(Task):
Copy each line below that includes "hookup".

(Stored entries)
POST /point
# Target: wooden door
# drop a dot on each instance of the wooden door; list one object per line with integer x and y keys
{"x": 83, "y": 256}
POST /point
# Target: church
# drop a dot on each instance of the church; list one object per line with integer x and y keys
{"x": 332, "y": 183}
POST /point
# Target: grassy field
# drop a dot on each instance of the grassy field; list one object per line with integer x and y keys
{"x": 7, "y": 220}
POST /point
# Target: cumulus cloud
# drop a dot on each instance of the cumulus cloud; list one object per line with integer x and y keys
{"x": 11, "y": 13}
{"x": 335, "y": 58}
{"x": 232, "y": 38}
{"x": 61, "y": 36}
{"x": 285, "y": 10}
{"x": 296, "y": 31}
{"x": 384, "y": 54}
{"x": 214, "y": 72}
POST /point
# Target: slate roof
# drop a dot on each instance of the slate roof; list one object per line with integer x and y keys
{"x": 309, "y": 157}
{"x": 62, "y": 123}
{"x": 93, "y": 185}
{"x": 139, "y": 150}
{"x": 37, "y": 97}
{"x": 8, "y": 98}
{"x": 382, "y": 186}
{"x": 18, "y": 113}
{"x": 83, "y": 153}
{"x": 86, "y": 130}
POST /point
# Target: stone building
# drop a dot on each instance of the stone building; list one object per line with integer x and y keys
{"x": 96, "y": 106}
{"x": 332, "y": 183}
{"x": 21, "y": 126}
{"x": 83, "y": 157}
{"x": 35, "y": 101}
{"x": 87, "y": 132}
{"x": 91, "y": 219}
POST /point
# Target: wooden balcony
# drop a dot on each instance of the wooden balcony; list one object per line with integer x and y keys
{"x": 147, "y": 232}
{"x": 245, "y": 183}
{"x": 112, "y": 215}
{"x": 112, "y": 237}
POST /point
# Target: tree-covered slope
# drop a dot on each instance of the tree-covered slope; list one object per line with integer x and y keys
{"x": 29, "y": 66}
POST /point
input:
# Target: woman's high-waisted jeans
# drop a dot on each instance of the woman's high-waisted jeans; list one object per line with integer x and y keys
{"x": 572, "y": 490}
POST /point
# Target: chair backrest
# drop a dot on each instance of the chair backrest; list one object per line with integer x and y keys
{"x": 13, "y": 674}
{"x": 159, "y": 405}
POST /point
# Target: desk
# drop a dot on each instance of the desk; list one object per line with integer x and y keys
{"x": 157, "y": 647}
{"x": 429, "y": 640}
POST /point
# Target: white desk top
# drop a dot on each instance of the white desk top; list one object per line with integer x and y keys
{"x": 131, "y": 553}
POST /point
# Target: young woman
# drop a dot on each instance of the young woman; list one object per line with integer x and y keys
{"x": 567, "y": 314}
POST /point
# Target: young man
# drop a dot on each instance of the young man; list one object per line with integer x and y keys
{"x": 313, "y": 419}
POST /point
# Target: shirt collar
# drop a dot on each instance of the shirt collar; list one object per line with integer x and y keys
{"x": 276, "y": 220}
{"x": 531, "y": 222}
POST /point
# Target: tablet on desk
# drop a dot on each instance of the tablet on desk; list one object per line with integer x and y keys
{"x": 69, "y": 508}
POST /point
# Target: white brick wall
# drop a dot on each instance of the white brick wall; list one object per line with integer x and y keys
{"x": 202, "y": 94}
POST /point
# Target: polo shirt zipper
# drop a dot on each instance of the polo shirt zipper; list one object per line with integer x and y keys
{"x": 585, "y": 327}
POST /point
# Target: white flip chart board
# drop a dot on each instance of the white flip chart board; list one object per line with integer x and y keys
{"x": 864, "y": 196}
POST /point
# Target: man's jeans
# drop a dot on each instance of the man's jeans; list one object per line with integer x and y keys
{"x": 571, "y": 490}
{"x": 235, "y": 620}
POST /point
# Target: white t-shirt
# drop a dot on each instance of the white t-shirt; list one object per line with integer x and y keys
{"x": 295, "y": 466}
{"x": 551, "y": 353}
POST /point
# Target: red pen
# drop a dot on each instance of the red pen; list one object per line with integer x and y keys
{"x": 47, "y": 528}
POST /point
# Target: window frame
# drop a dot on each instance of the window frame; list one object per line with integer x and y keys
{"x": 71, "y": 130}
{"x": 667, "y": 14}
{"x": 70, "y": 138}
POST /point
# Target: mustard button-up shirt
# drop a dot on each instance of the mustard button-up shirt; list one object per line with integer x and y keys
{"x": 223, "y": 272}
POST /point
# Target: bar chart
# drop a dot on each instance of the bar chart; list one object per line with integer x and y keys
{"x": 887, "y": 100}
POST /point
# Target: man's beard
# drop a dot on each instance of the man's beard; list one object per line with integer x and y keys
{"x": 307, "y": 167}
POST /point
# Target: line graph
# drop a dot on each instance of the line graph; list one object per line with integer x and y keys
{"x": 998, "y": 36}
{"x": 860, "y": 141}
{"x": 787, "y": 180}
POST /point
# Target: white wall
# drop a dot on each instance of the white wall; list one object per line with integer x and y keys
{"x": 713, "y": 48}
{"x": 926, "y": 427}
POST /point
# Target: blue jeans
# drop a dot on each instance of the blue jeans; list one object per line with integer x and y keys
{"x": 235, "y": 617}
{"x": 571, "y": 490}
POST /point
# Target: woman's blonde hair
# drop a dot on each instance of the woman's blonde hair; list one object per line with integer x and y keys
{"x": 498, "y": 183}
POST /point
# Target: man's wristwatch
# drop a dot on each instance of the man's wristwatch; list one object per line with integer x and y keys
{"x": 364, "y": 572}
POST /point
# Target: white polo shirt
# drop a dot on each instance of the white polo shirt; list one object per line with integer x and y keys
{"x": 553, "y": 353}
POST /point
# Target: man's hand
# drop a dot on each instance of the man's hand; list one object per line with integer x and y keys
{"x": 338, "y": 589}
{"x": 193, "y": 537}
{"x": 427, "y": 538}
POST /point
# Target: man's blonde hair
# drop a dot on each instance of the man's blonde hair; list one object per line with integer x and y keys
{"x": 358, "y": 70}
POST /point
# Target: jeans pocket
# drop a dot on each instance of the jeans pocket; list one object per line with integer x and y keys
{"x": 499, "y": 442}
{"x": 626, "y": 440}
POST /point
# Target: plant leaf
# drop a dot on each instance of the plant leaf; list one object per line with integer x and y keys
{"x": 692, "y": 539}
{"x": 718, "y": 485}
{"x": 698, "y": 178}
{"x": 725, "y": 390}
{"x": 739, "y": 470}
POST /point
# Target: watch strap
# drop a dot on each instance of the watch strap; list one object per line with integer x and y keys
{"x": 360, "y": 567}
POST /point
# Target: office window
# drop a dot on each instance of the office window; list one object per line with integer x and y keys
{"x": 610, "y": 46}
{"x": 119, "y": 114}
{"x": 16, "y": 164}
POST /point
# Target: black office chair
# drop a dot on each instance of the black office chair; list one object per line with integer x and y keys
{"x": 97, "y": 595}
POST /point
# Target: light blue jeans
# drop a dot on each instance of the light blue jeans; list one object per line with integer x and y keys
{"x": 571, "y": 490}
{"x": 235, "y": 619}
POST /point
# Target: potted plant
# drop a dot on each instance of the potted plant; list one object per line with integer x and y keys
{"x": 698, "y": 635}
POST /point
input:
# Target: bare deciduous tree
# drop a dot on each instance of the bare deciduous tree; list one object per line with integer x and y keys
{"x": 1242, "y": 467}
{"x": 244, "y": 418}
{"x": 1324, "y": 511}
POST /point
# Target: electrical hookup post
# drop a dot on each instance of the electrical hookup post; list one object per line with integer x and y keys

(Response below):
# Target: electrical hookup post
# drop a dot on each instance of the electrical hookup post; list one object per line with integer x and y keys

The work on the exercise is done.